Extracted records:

:::

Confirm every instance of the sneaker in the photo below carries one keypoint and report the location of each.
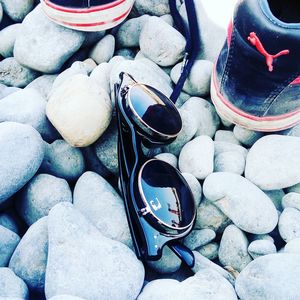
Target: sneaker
(256, 79)
(87, 15)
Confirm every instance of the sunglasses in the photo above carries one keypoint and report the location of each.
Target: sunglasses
(159, 204)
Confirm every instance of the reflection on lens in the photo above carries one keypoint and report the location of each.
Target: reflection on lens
(155, 109)
(167, 194)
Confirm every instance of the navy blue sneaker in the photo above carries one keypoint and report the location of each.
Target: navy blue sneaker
(87, 15)
(256, 79)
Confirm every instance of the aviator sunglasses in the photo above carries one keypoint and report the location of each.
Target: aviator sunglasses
(159, 204)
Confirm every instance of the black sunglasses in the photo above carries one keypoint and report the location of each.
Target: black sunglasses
(159, 204)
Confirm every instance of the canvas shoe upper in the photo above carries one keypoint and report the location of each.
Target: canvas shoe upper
(256, 80)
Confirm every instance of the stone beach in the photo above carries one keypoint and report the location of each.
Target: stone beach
(63, 228)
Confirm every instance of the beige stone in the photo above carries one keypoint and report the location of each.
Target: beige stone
(80, 110)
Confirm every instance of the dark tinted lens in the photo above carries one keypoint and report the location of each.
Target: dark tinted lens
(155, 109)
(167, 194)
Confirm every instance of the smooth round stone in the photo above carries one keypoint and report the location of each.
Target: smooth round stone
(11, 286)
(36, 44)
(8, 37)
(29, 260)
(273, 276)
(103, 51)
(198, 81)
(261, 247)
(14, 74)
(198, 238)
(246, 136)
(106, 148)
(161, 42)
(291, 200)
(80, 110)
(62, 160)
(293, 246)
(8, 242)
(169, 158)
(197, 157)
(84, 263)
(205, 284)
(100, 203)
(21, 154)
(233, 251)
(42, 193)
(43, 85)
(289, 224)
(205, 114)
(17, 9)
(168, 263)
(272, 162)
(27, 106)
(209, 216)
(189, 128)
(195, 187)
(231, 161)
(244, 203)
(210, 250)
(128, 34)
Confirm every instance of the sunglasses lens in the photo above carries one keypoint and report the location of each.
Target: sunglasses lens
(167, 194)
(154, 109)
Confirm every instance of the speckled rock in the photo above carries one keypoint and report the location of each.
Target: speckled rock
(40, 194)
(29, 260)
(36, 45)
(244, 203)
(272, 162)
(91, 265)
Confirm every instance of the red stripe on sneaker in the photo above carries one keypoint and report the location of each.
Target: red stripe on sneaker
(83, 10)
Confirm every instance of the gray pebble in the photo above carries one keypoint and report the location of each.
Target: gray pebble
(40, 194)
(8, 243)
(30, 257)
(12, 73)
(233, 251)
(11, 286)
(20, 156)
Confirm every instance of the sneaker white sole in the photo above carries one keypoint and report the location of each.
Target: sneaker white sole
(96, 18)
(234, 115)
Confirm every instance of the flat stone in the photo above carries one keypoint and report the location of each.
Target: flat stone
(272, 162)
(273, 276)
(29, 259)
(244, 203)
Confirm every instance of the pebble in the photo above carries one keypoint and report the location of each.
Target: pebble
(14, 74)
(103, 51)
(80, 110)
(289, 224)
(20, 156)
(261, 247)
(198, 82)
(84, 263)
(99, 202)
(207, 118)
(40, 194)
(8, 243)
(244, 203)
(161, 42)
(273, 276)
(11, 286)
(272, 162)
(197, 157)
(62, 160)
(36, 44)
(29, 260)
(8, 37)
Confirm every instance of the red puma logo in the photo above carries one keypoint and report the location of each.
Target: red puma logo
(254, 40)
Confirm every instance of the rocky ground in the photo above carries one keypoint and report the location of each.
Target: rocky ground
(63, 228)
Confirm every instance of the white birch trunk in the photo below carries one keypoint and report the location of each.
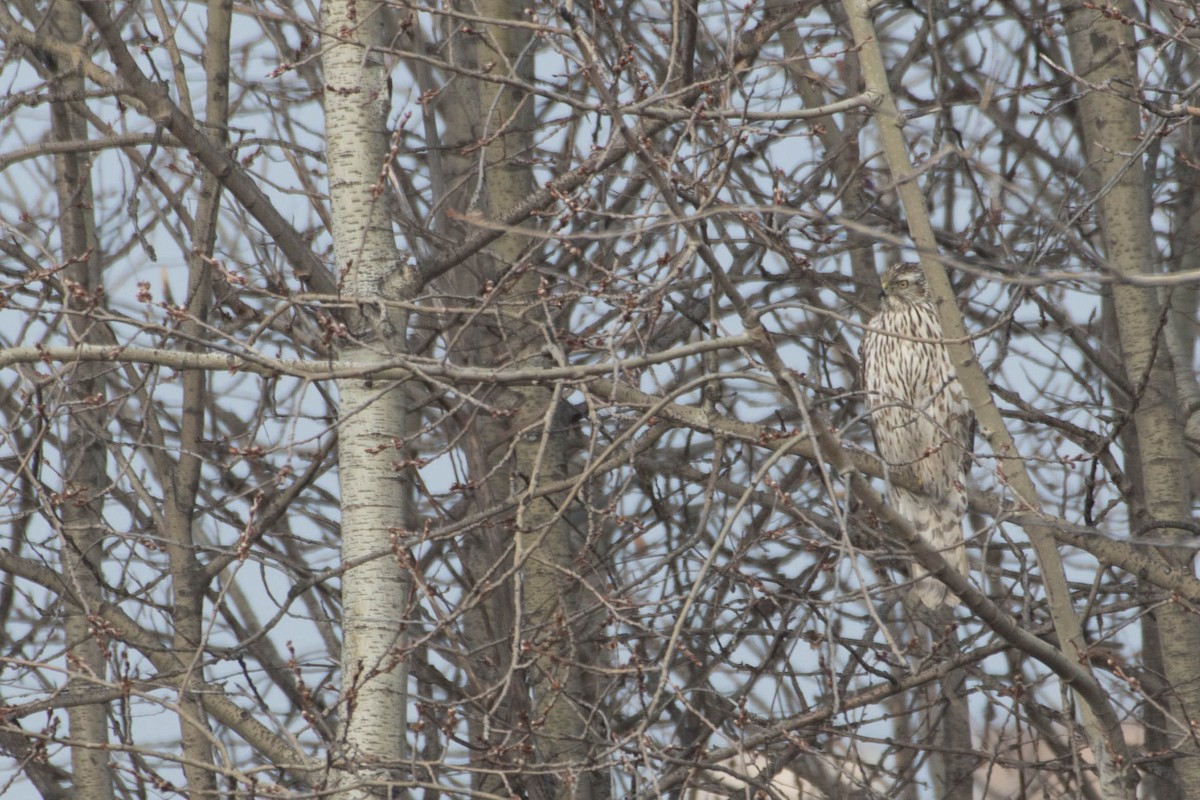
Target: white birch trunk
(375, 593)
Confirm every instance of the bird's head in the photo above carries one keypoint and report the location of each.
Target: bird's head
(904, 284)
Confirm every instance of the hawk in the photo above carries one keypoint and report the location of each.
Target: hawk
(922, 421)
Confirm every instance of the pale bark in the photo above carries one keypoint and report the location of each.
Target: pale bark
(1099, 721)
(372, 414)
(549, 603)
(1103, 52)
(85, 469)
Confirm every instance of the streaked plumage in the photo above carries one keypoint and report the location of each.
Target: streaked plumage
(921, 419)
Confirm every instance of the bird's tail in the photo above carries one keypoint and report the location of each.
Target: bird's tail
(941, 525)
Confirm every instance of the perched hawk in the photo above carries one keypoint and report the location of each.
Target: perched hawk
(922, 421)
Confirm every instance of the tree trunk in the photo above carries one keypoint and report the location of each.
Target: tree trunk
(1103, 53)
(372, 414)
(546, 701)
(85, 479)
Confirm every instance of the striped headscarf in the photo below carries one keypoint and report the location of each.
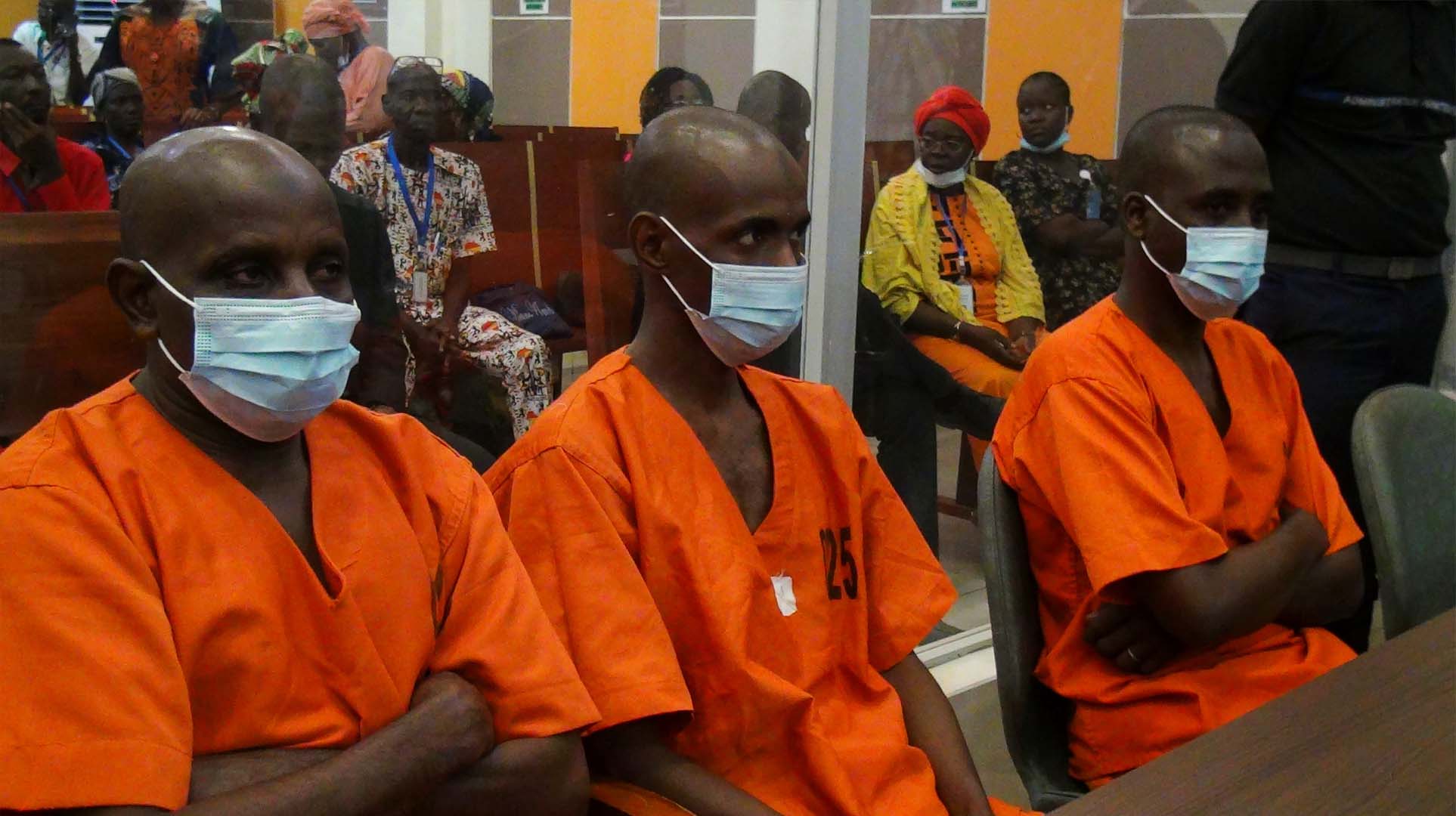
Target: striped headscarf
(248, 67)
(473, 99)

:::

Convert all of the data above into a two-column CSV with the headers instruction and answer. Each row should pair one instruction with its answer, with every field quoted, line breaks replaced by spaces, and the pictures omitted.

instruction,answer
"Confirm every instance of the sneaker in the photo below carries one keypoint and report the location of each. Target: sneaker","(256, 79) (87, 15)"
"Confirm every instance of the sunglasses in the photo above carries one keypoint and report the location of each. Target: sunglasses","(159, 204)"
"Confirm every instance of the reflection on lens in the photo above carries one keypoint and report the location of each. Target: reflection on lens","(155, 109) (167, 194)"
"Confirm every instance of the navy blue sneaker in the photo above carries one keypoint and report the location of each. Target: navy blue sneaker","(87, 15) (256, 79)"
"Confirm every instance of the aviator sunglasses in the photo above carries one keypoint and report the location of each. Target: aviator sunglasses","(159, 204)"
"Confirm every instance of the black sunglasses in the photo above carries one keypoint and report the location of each. Target: black sunglasses","(159, 204)"
"Confirm every instance of the canvas shoe upper in the photo above carries one keypoint and report the location of each. Target: canvas shoe upper","(256, 80)"
"Confirm every instance of the stone beach in the photo above carries one keypoint and report the location of each. Target: stone beach","(63, 228)"
"Confirm every instance of the beige stone in the photo above carries one keypoint and report the location of each. Target: beige stone","(80, 110)"
"Confirm every instance of the dark tinted lens in the photo above carries one keypoint and report the location of each. Target: dark tinted lens","(155, 109) (167, 194)"
"Confirm every instance of the smooth round stone in the photo above carries one keypoint and report the location of each. Target: smooth round stone","(11, 286) (36, 44) (8, 37) (29, 260) (273, 276) (103, 51) (198, 81) (261, 247) (14, 74) (198, 238) (246, 136) (106, 148) (161, 42) (291, 200) (80, 110) (62, 160) (293, 246) (8, 242) (169, 158) (197, 157) (84, 263) (205, 284) (100, 203) (21, 154) (233, 251) (42, 193) (43, 85) (289, 224) (205, 114) (17, 9) (168, 263) (272, 162) (27, 106) (209, 216) (189, 128) (195, 187) (231, 161) (244, 203) (210, 250) (128, 34)"
"Confirm every instance of the sunglasses lens in the photo above carries one keypoint and report the location of each. Target: sunglasses lens","(167, 194) (154, 109)"
"Confirm every instance of the speckled rock in the photo above carries one keypoint and report the location of each. Target: speckled rock","(40, 194) (29, 260) (36, 45) (244, 203) (272, 162) (91, 265)"
"Confirm every instance of the red stripe on sneaker in the photo above carries one keypoint and report the location of each. Target: red stripe on sneaker","(83, 10)"
"Confirm every instance of the gray pebble in the photo above carries one keypoint and report the location of each. Target: gray pebble","(40, 194) (8, 243) (30, 257) (12, 73) (233, 251) (11, 286) (20, 156)"
"Confirm every instance of the sneaker white sole in the photo above carries one keypoint and report the location of each. Target: sneaker white sole","(96, 18) (234, 115)"
"Confirm every instance of the flat stone in the photo above carries one keypoint and report the location of each. Target: flat stone","(272, 162) (273, 276) (29, 259) (244, 203)"
"Confirm every instance of the pebble in the photo above carries one keypoint and report the location of each. Target: pebble","(14, 74) (103, 51) (80, 110) (289, 224) (20, 156) (261, 247) (198, 82) (84, 263) (99, 202) (207, 118) (40, 194) (8, 243) (244, 203) (161, 42) (273, 276) (11, 286) (272, 162) (197, 157) (62, 160) (36, 44) (29, 260) (8, 37)"
"Confirm every instance of the red puma logo in the photo above carries one keypoint and report the location of each. Target: red puma logo","(254, 40)"
"Confirm every instance of the rocky ground in the photo above carries one keypoint and report the location of each. Target: rocky ground","(63, 228)"
"Confirm every instance of the white birch trunk in the photo below carries one keypoint and report the location of each. Target: white birch trunk","(375, 593)"
"Confirm every instance of the bird's head in the photo above carries one keypoint and report the location of each. Target: bird's head","(904, 284)"
"Confirm every instance of the hawk in the photo above carries one keypoint and report the location of each. Target: hawk","(922, 421)"
"Confirm every instance of the pale bark in the photo above carries one keypoint and report the location of each. Target: pale bark","(1099, 721) (372, 414) (549, 603) (1103, 52) (85, 469)"
"Confirm every instance of the streaked plumage in the photo above carries one keypoint and report the location of each. Target: streaked plumage","(921, 419)"
"Confirm every instance of the bird's tail in the photo above carries one keypoint and report the location of each. Target: bird's tail","(941, 525)"
"Confirm every instance of the perched hawk in the photo above carries one keypoint and report the location of each. Target: perched hawk","(922, 421)"
"Confirm every instance of the tree trunk in the photo above carries one keypoint and report the location of each. Target: tree trunk","(1103, 53) (372, 414) (546, 701) (85, 479)"
"Confirm every instance of the striped headscarf in the photo below carries one keypoint and report the location of each. Target: striped headscarf","(248, 67) (473, 99)"